# Exercise aim:
A faithful, complete transcription of the listing is required.

# Record extracts:
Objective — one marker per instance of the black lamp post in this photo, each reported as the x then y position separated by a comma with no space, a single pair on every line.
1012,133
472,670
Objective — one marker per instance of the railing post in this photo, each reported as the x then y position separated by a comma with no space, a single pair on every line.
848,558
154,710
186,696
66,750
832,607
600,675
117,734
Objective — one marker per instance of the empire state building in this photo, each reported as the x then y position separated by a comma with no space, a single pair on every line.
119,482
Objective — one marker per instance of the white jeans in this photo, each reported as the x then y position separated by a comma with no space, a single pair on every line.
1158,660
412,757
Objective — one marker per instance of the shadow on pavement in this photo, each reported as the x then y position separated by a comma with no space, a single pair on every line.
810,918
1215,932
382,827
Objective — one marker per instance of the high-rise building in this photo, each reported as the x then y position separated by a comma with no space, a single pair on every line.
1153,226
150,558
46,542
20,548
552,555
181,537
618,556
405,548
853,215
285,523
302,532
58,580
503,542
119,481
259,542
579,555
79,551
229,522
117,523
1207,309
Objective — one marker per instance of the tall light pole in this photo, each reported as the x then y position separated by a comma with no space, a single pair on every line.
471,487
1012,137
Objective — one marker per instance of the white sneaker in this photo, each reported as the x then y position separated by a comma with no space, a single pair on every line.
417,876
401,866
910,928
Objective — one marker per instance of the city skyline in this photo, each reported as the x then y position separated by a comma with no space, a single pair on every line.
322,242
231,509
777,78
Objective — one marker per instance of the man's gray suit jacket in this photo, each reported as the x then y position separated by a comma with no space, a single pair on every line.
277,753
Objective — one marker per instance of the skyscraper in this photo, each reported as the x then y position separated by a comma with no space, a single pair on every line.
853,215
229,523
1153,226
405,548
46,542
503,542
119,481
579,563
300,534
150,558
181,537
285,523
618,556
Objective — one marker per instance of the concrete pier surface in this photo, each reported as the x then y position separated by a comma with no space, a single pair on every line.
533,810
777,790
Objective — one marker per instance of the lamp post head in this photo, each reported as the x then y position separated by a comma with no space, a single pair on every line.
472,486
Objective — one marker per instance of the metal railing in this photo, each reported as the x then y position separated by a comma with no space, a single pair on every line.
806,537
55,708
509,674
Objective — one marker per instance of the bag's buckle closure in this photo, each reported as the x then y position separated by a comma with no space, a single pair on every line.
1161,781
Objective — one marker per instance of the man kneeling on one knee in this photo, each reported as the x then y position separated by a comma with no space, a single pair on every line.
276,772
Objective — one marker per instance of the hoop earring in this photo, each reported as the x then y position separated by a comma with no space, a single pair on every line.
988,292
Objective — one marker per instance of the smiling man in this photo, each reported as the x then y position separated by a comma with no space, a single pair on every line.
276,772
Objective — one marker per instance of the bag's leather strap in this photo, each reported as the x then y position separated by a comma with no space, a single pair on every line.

# Output of the exercise:
Objective — one marker per instance of the black lamp post in this photo, each reported as the x then y position separated by a comma with no space, a single pair on every line.
1012,133
472,670
Objective — one marker per instance of the railing post in this photo, each reported as the x then y position separated by a comma with no space, a single pair on every line.
848,558
154,710
186,696
66,750
832,607
600,675
117,734
Objective — one marker per instance of the empire state building in this photo, each reported as the x then y position separated by a comma with no space, a single pair on every line.
119,482
Objective — one marker per instance of the white jeans in this photo, each reported as the x then y position separated by a comma with no space, a single pair on every line.
1158,660
412,757
Objective — one marker per instance of the shadow on pavement in this photo, each reported as the x then y position separated by a comma with no space, a single pair on every line.
810,918
1215,932
382,827
Objective — one marker per instance of the high-rise building in this photo, each reported as the x then y position separated by a comma with no space, a single pair on every line.
1153,226
150,558
46,542
20,548
552,555
181,537
618,556
405,548
853,215
285,523
302,532
58,580
503,542
119,481
259,542
579,555
79,551
229,522
117,523
1207,309
Objective — one marker per instance of the tall light pole in this photo, each reported as the x then y position separated by a comma with no space, a single pair on every line.
471,487
1012,137
Objective — one marker per instance of the white sneaker in this photo, each reported as the x then y position separated by a comma with no space, a single pair on every line.
417,876
401,866
910,928
Objective — one marker per instance of the city skyline in this photo, each reported as the x then y position separated by a comma with no space, a single pair on every line.
322,242
231,509
777,78
Objective — one marker per instance of the man's gray suit jacket in this photo, each reported as the x then y position separated by a comma with no space, a single pair on every line.
277,753
Objective — one marker per instance of the skyscraper in this photo, each reported as the x then y position separated by a comma with no space, a single pair on every line.
853,215
229,523
1153,226
405,548
46,542
503,542
119,481
579,563
300,534
150,558
181,537
285,523
618,556
Objective — one marker per instance of the concrete pier surface in this photo, each reported as the x then y position separated by a comma with no space, a single pair on every line.
533,810
777,790
Objective — one marker per instance of the lamp post head in this photo, each reported as the x then y position separated by a comma with no space, a single pair on every line.
472,486
Objective — one marker per instance of the metal railing in this photo, each reported as the x then y position separated by a comma with no space, a single pair on every line.
806,537
55,708
509,674
Objective — one marker per instance of the bag's buckle closure in this photo, each reported as the x then y position separated by a comma with no space, a single pair on every line.
1161,781
Objective — one marker per instance of the man kneeling on one knee in this photo, each reported as the x then y position separated by a comma with no space, a single pair on every line.
276,772
Objective — one marker per instance of the hoop earring in this photo, each reported as the x then y position separated by a comma with no space, a single pair on every line.
988,292
Objective — one marker per instance of the smiling man in this photo, each reported as the x then y position separated by a comma with no space, a single pair on every line.
276,772
Objective — one marker per instance of the bag's leather strap in this photo, each reported as the x then y position separated by a comma with no space, a single pair on every line.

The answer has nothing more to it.